== SOURCE DOCUMENT ==

Lesson 1: Momentum and Impulse# Impulse and momentum dodgeball example

In this video, David shows how to solve for the impulse and force applied during a dodgeball collision using the impulse momentum relationship. Created by David SantoPietro.

## Want to join the conversation?

- Is this classified as an elastic collision?(17 votes)
- An elastic collision is one in which kinetic energy remains the same before and after the impact. The only way to determine whether this specific collision is elastic is the find the final and initial kinetic energy of the ball-face system. Since the formula for finding kinetic energy, KE = 1/2(m)(v^2), requires both mass and velocity, and neither the mass nor the initial velocity of the face are provided, it cannot be determined if this collision is elastic.(26 votes)

- What is basically an impulse? (Apart from its mathematical definition).(14 votes)
- Love the question dude!

anyways, this is just how I've understood impulse intuitively, and I'm just an 11th grader studying in India,

J is like the total increase/decrease in momentum over a given period of time (I know it's synonymous with J=change P, but read this through)

basically, what do we mean by a force of, say, 5N?

= The momentum is increasing by 5Ns per s, so the total increase in p over 2s = 5n*2 = 10N right?!

so over t seconds, it would be 5t Ns.

J = force acting over a period of time, what does this lead to, a change in momentum (over that period of time) hence the 2 have an equivalent formula.

so for the above case, we can say a force of 5 N exerted over a time period of 2s causes an impulse of 10Ns which is basically the total change in momentum

I know this is basic, but simplicity is (usually) the key,

I hope this appeals to your imagination as well,

if wrong, do let me know,

hope this helps :D

Onward!(7 votes)

- What about the air resistance?Doesn't air resistance affects the impulse?(8 votes)
- In most of the cases, while calculating such questions , Air resistance is usually neglected. If we consider air resistance, friction and such other non-conservative forces, we wont be able to apply conservation of energy / momentum in the problems as they make the system more complicated and prone to errors. If we are supposed to take air resistance under consideration, the value must be given in the question. Then we can calculate the force exerted by it and subtract it from the initial momentum. But still it will make the concept more complicated.(8 votes)

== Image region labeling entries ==
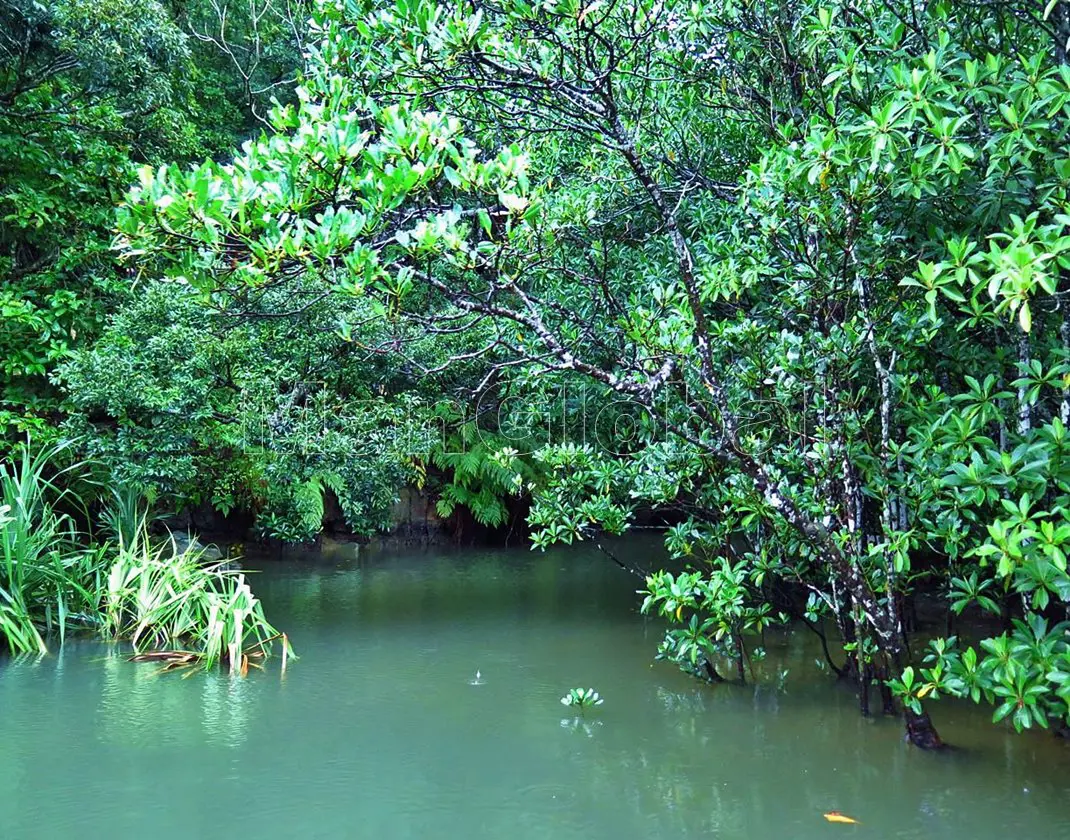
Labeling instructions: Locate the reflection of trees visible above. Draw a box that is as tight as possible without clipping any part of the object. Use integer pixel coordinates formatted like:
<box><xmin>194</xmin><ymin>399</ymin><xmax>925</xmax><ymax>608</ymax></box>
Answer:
<box><xmin>97</xmin><ymin>647</ymin><xmax>257</xmax><ymax>747</ymax></box>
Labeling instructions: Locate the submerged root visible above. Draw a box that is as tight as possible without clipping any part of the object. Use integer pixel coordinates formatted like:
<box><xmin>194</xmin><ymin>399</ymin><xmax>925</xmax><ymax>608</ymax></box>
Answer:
<box><xmin>905</xmin><ymin>709</ymin><xmax>946</xmax><ymax>750</ymax></box>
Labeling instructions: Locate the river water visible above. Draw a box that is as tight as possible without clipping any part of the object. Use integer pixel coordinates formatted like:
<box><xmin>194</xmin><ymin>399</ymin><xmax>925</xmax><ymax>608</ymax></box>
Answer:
<box><xmin>0</xmin><ymin>544</ymin><xmax>1070</xmax><ymax>840</ymax></box>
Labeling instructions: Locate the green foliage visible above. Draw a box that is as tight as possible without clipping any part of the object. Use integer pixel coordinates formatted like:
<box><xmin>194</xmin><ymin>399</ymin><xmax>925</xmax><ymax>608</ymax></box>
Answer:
<box><xmin>0</xmin><ymin>446</ymin><xmax>104</xmax><ymax>653</ymax></box>
<box><xmin>0</xmin><ymin>444</ymin><xmax>291</xmax><ymax>674</ymax></box>
<box><xmin>58</xmin><ymin>284</ymin><xmax>431</xmax><ymax>541</ymax></box>
<box><xmin>0</xmin><ymin>0</ymin><xmax>296</xmax><ymax>447</ymax></box>
<box><xmin>431</xmin><ymin>424</ymin><xmax>535</xmax><ymax>528</ymax></box>
<box><xmin>100</xmin><ymin>0</ymin><xmax>1070</xmax><ymax>743</ymax></box>
<box><xmin>100</xmin><ymin>529</ymin><xmax>292</xmax><ymax>674</ymax></box>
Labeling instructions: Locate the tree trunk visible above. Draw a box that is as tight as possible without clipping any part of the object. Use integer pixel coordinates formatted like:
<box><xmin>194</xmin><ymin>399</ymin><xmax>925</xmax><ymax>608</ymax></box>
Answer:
<box><xmin>905</xmin><ymin>709</ymin><xmax>945</xmax><ymax>750</ymax></box>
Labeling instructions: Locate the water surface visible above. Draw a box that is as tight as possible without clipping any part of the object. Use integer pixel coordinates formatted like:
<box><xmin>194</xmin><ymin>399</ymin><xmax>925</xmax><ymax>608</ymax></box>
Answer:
<box><xmin>0</xmin><ymin>543</ymin><xmax>1070</xmax><ymax>840</ymax></box>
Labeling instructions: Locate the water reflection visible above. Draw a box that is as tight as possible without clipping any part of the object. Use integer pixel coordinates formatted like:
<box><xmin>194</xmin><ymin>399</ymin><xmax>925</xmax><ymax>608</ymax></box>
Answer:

== OBJECTIVE 1 ==
Echo everything from "I know this" down to "the impulse?(8 votes)" in the impulse and momentum discussion, word for word.
== OBJECTIVE 2 ==
In the impulse and momentum discussion, who created the dodgeball video?

== CORRECT ANSWER 1 ==
I know this is basic, but simplicity is (usually) the key,

I hope this appeals to your imagination as well,

if wrong, do let me know,

hope this helps :D

Onward!(7 votes)

- What about the air resistance?Doesn't air resistance affects the impulse?(8 votes)

== CORRECT ANSWER 2 ==
David SantoPietro